TEXT PROVIDED
+ + + + +

Women are significantly more likely than men to go to the emergency department because of asthma-related symptoms and to be admitted to the hospital, a Canadian study shows.
It’s not that women have more severe asthma, the researchers say. Rather, it seems that women perceive their asthma symptoms as worse than men do. Sex bias on the part of healthcare professionals may also factor in to the higher admission rates for an asthma attack among women.
To investigate sex differences in hospital admission rates for asthma, Dr. Akerke Baibergenova from McMaster University in Hamilton, Ontario and colleagues reviewed the records of 31,490 asthmatics between 18 to 55 years of age who visited Ontario emergency departments during a recent 1-year period.
Women not only made up the majority of all emergency visits (62.2 percent), they also accounted for a greater percentage of hospitalizations (7.4 percent versus 4.5 percent for men), the researchers report in the Annals of Allergy, Asthma and Immunology.
These differences could not be explained on the basis of asthma rates or severity in men and women. Even women with low asthma severity scores were still more likely to be hospitalized than men with moderate scores, Baibergenova’s team reports.
“Although more research on the mechanisms behind this phenomenon is needed, educational interventions that focus on female asthmatic patients may be an efficient way of decreasing the number of hospitalizations and thus reducing the overall financial burden of asthma on the health care system,” they conclude.

+ + + + +

DIRECTIONS FOR THIS TASK
Print the passage of the asthma study report from "Women are significantly" up to and including "Canadian study shows.", keeping its wording unchanged. The lines that follow come from a different source than the text above.

SUPPLIED ENTRIES
+ + + + +

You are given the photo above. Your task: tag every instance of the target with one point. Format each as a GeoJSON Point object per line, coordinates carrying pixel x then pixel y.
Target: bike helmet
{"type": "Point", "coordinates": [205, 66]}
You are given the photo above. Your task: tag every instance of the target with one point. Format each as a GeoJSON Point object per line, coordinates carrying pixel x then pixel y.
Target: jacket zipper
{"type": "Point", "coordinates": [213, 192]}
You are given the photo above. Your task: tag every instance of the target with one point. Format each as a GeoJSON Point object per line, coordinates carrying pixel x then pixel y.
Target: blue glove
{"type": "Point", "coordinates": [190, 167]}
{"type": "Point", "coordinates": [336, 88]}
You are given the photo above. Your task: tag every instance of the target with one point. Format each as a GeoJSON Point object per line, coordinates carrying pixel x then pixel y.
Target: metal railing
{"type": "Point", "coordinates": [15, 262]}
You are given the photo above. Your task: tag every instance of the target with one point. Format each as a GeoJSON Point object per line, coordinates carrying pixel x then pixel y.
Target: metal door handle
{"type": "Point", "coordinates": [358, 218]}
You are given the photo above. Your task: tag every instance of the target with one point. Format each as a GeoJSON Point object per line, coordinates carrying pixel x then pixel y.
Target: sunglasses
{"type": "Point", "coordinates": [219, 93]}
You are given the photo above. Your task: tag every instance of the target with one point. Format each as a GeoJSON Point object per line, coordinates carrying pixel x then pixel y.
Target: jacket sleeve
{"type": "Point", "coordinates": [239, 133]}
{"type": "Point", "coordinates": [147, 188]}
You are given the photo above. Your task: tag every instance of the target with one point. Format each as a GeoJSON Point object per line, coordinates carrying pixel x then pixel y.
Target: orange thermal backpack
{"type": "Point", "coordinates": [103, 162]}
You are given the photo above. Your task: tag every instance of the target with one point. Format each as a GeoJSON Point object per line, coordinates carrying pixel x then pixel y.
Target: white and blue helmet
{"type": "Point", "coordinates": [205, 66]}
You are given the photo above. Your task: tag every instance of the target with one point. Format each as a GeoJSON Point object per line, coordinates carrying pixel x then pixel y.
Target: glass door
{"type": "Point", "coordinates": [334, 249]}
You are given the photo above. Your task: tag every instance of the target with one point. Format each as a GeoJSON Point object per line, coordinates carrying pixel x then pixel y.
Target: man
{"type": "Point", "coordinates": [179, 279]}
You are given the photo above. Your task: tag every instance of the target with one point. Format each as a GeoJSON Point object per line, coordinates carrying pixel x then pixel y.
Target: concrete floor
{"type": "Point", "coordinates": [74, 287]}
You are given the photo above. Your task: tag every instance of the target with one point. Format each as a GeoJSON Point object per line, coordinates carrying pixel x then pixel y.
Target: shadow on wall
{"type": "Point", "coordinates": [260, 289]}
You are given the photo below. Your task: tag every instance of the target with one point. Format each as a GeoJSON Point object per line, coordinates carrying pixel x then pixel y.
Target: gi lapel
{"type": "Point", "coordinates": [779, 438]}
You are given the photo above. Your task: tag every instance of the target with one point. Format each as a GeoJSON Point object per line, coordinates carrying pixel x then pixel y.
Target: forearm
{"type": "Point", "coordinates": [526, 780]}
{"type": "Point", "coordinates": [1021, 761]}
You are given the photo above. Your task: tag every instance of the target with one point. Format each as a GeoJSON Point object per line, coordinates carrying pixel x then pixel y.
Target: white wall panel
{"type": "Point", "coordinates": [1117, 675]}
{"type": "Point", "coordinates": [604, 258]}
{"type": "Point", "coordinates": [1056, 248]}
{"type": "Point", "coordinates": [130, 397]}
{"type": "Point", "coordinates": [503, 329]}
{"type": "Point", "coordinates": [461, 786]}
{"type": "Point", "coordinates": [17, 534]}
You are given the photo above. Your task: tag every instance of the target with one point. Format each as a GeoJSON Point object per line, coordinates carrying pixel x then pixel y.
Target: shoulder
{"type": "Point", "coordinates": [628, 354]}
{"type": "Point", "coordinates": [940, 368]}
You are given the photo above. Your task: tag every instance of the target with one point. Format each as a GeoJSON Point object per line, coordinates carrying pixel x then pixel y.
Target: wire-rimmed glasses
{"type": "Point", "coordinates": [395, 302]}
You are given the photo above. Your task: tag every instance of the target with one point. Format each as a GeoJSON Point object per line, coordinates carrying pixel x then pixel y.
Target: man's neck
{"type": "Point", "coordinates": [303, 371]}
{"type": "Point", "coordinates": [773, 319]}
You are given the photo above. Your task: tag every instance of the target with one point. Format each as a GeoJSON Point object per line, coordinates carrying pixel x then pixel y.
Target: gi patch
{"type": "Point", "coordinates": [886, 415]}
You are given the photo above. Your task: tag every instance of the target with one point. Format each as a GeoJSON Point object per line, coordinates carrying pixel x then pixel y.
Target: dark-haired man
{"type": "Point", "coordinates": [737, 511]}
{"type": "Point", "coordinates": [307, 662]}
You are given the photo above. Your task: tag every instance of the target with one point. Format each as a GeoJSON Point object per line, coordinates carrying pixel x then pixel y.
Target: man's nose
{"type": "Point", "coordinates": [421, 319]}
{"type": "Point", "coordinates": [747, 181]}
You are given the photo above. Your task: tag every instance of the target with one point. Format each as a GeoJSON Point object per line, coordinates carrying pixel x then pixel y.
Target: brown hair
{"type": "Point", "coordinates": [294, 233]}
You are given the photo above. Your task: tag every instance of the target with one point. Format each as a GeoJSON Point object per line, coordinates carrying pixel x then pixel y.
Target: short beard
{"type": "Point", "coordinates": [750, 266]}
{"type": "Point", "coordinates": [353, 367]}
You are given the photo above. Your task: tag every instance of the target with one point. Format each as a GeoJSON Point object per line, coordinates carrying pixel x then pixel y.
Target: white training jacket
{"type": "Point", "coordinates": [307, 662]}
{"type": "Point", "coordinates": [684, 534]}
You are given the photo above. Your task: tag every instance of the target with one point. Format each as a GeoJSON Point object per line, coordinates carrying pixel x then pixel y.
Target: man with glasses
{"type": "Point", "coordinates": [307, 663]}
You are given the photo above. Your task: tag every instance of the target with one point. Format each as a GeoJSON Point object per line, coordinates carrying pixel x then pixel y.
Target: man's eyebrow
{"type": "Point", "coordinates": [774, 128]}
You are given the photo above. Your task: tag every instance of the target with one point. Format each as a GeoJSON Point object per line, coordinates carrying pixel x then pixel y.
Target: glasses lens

+ + + + +

TASK ANSWER
Women are significantly more likely than men to go to the emergency department because of asthma-related symptoms and to be admitted to the hospital, a Canadian study shows.